Restate all of the data exactly.

** start Records for the exercise **

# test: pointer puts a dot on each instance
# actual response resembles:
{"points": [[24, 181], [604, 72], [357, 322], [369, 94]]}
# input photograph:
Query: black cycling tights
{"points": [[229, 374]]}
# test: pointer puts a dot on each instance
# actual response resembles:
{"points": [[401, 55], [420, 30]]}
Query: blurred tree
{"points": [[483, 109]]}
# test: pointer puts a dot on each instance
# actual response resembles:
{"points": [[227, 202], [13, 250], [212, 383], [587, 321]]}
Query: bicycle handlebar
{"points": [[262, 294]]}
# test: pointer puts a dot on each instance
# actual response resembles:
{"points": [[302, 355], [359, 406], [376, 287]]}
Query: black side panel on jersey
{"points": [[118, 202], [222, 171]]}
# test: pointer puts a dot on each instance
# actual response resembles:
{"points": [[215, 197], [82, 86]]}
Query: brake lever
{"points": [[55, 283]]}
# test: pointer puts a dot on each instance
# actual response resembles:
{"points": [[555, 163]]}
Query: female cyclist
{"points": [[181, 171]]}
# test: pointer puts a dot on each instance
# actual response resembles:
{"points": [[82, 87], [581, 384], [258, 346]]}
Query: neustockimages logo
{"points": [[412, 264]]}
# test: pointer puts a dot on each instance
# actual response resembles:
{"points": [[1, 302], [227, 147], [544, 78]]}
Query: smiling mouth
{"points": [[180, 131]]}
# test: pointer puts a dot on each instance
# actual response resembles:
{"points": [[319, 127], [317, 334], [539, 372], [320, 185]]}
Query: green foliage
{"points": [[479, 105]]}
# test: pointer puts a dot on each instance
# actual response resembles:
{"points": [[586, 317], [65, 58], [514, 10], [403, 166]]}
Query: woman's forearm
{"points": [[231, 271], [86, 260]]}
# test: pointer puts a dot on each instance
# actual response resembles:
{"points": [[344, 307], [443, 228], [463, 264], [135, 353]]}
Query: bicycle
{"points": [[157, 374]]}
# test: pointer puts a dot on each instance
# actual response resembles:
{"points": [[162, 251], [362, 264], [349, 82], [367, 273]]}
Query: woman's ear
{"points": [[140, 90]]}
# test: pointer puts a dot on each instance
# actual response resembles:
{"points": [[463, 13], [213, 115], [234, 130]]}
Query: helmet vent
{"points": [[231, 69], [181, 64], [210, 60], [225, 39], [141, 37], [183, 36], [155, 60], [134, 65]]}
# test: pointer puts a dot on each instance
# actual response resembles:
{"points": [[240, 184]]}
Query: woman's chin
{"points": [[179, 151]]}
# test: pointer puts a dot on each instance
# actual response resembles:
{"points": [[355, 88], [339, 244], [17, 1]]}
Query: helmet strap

** end Records for the exercise **

**Task output**:
# test: pointer puts a dot on each instance
# actual response resembles:
{"points": [[24, 181], [604, 72], [357, 322], [369, 94]]}
# input photograph:
Query: black cycling tights
{"points": [[229, 374]]}
# test: pointer puts a dot on each instance
# actual response resembles:
{"points": [[401, 55], [420, 30]]}
Query: blurred tree
{"points": [[483, 109]]}
# test: pointer puts a dot on each instance
# actual response resembles:
{"points": [[227, 202], [13, 250], [212, 383], [587, 321]]}
Query: bicycle handlebar
{"points": [[262, 294]]}
# test: pointer puts a dot on each instance
# actual response resembles:
{"points": [[302, 355], [359, 406], [376, 287]]}
Query: black side panel on jersey
{"points": [[118, 202], [222, 171]]}
# test: pointer puts a dot on each instance
# actual response resembles:
{"points": [[215, 197], [82, 86]]}
Query: brake lever
{"points": [[55, 283]]}
# test: pointer puts a dot on each instance
# actual response resembles:
{"points": [[555, 163]]}
Query: female cyclist
{"points": [[181, 171]]}
# test: pointer puts a dot on each instance
# actual response resembles:
{"points": [[82, 87], [581, 384], [258, 346]]}
Query: neustockimages logo
{"points": [[412, 264]]}
# test: pointer puts a dot on each instance
# actual response resembles:
{"points": [[1, 302], [227, 147], [544, 78]]}
Query: smiling mouth
{"points": [[180, 131]]}
# test: pointer puts a dot on each instance
# actual response resembles:
{"points": [[319, 127], [317, 334], [539, 372], [320, 185]]}
Query: green foliage
{"points": [[479, 105]]}
# test: pointer puts a dot on each instance
# actual response resembles:
{"points": [[586, 317], [65, 58], [514, 10], [403, 166]]}
Query: woman's forearm
{"points": [[231, 271], [86, 260]]}
# test: pointer puts a dot on each instance
# actual response resembles:
{"points": [[344, 307], [443, 228], [463, 264], [135, 353]]}
Query: bicycle
{"points": [[157, 374]]}
# test: pointer puts a dot on each instance
# actual response resembles:
{"points": [[162, 251], [362, 264], [349, 82], [367, 273]]}
Query: woman's ear
{"points": [[140, 90]]}
# test: pointer puts a dot on each instance
# actual response resembles:
{"points": [[463, 13], [213, 115], [234, 130]]}
Query: helmet vent
{"points": [[231, 69], [181, 64], [210, 60], [225, 39], [141, 37], [183, 36], [155, 60], [134, 65]]}
# test: pointer puts a dot on each instance
# actual response resembles:
{"points": [[240, 184]]}
Query: woman's chin
{"points": [[179, 151]]}
# test: pointer puts a dot on each instance
# actual response resembles:
{"points": [[355, 88], [339, 244], [17, 1]]}
Query: helmet strap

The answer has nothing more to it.